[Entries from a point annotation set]
↓

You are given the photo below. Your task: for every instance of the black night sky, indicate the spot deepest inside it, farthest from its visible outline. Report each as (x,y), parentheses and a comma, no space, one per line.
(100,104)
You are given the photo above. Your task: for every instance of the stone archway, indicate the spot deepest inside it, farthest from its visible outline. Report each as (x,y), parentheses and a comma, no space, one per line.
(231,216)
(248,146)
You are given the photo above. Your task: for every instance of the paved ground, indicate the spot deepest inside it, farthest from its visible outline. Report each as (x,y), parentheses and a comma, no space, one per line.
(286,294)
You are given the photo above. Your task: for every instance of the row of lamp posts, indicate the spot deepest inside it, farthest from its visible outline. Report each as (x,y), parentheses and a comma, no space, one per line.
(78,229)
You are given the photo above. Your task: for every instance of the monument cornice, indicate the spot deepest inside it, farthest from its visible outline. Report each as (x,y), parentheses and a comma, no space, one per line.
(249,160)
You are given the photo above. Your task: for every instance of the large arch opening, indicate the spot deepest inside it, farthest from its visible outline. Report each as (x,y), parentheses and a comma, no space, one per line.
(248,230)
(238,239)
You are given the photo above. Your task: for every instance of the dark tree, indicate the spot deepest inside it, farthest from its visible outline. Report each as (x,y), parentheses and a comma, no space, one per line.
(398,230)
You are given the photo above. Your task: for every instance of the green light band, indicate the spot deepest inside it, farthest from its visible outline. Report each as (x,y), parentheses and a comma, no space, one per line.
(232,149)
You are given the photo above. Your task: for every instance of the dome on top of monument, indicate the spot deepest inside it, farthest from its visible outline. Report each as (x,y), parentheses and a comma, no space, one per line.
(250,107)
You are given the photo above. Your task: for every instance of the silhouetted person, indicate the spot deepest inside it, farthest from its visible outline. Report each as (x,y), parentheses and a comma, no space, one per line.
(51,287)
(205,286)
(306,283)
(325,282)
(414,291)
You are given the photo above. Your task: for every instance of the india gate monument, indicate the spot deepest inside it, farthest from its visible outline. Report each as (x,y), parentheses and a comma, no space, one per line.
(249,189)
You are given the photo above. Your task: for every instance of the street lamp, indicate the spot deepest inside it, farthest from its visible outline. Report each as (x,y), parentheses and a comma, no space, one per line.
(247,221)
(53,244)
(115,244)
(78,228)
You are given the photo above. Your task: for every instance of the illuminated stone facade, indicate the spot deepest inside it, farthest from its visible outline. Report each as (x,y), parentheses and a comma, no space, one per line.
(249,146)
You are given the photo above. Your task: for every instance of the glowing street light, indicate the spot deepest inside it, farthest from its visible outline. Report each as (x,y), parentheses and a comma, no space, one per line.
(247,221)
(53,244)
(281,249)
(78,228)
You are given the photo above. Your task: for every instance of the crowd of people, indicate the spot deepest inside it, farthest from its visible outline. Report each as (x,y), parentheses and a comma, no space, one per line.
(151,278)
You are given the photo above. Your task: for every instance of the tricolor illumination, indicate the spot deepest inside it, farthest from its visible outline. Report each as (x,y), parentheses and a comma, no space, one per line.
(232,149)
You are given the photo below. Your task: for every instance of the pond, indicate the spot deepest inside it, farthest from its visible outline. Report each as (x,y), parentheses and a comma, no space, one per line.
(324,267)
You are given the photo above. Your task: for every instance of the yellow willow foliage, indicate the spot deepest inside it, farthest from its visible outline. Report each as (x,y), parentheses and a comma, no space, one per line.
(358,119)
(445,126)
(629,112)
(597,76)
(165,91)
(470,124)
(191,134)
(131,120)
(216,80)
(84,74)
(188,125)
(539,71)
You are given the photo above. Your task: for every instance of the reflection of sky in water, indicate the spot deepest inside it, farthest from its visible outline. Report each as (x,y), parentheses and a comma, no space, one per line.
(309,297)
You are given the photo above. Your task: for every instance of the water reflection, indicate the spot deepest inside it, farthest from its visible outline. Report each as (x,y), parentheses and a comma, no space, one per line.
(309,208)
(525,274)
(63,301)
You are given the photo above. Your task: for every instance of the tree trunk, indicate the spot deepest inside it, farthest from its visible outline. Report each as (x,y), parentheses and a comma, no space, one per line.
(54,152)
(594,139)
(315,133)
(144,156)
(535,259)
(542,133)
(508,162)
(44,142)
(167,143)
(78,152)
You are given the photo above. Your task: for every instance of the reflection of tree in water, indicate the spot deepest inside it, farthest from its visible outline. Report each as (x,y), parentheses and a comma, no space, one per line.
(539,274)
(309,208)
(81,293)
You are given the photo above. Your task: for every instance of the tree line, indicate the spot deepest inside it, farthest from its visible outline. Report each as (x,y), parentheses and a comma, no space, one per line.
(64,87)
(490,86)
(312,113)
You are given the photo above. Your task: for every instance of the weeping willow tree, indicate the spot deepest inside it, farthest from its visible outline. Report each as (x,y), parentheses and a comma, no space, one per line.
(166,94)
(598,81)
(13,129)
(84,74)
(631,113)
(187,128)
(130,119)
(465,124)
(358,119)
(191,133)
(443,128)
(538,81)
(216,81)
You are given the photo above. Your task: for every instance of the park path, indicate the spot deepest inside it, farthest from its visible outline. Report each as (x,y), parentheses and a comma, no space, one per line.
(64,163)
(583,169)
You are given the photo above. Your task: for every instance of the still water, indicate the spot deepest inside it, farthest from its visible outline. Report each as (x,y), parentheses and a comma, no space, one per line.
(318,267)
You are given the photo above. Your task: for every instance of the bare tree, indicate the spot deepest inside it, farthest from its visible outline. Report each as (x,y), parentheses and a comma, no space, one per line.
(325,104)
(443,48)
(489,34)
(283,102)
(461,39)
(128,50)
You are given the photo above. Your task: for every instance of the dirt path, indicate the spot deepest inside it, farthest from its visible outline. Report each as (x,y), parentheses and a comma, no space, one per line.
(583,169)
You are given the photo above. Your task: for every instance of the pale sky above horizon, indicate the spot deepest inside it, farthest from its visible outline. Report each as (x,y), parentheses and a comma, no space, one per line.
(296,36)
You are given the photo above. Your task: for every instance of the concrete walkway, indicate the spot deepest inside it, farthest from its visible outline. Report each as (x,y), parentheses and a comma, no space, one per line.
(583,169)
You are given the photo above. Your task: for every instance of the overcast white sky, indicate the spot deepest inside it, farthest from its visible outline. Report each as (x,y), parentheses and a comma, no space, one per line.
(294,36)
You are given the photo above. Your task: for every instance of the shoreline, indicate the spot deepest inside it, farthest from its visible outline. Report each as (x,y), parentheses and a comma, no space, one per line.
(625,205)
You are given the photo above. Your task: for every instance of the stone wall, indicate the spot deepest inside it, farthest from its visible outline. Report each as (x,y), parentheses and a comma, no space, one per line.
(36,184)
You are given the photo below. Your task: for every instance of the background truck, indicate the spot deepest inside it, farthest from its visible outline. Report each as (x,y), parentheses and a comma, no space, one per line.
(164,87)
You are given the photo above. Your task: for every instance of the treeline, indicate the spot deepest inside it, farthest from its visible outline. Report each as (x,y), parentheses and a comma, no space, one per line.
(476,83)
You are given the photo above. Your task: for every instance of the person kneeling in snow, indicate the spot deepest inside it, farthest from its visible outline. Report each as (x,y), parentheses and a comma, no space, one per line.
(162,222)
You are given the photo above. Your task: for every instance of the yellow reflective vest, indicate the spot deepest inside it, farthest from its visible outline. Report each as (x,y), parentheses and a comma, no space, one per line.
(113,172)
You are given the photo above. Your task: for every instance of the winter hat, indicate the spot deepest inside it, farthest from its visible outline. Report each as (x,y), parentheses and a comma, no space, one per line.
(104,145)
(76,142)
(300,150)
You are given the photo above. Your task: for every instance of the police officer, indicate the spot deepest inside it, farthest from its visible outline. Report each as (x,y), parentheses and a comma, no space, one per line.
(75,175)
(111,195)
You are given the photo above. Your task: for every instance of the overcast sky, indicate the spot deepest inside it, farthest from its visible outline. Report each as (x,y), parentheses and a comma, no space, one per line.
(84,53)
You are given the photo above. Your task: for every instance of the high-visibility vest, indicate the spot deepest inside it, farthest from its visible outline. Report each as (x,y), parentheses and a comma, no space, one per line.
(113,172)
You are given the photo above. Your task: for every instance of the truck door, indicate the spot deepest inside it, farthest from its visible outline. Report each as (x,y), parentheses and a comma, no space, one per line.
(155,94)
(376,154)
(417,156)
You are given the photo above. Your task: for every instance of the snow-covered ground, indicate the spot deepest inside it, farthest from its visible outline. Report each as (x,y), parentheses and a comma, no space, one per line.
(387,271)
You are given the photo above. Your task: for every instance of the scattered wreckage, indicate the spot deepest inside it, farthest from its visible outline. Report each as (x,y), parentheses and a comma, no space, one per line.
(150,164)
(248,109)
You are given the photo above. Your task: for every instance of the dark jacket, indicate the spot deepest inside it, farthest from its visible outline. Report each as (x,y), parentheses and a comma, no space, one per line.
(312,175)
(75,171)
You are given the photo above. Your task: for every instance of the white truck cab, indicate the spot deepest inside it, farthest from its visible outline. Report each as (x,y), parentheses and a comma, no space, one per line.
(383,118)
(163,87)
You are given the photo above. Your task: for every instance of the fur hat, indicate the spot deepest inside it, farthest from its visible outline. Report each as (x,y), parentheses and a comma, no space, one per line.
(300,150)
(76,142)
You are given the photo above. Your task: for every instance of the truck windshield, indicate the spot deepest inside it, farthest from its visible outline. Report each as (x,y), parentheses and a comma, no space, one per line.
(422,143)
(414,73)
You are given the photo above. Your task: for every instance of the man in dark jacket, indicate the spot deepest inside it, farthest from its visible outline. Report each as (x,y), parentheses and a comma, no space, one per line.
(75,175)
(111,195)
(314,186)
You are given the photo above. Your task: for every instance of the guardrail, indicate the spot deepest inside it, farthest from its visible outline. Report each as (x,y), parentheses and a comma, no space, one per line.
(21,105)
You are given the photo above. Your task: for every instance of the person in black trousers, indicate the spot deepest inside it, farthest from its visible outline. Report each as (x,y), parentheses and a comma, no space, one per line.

↑

**Your objective:**
Transcribe only the trailing portion of the entries above: the line that contains "man in dark" and each line after it.

**Task solution:**
You are given the photo above. Your task: for every instance of the man in dark jacket, indicate the spot deepest inside it, farthest from its visible outline. Report each as (x,y), parentheses and a comma, no space, one per line.
(75,175)
(111,195)
(314,186)
You are given the photo above. Your task: for every instance of the guardrail, indicate the spot deepest inside it, farthest from its visible outline. Report each as (x,y), parentheses and a comma, no space, one per line.
(21,105)
You are given the photo above. Your task: for every instance of the person in black trousers, indicate the spot deepest inside it, farthest from its visible outline. Report each as (x,y), parentheses and a comma, no space, one per line.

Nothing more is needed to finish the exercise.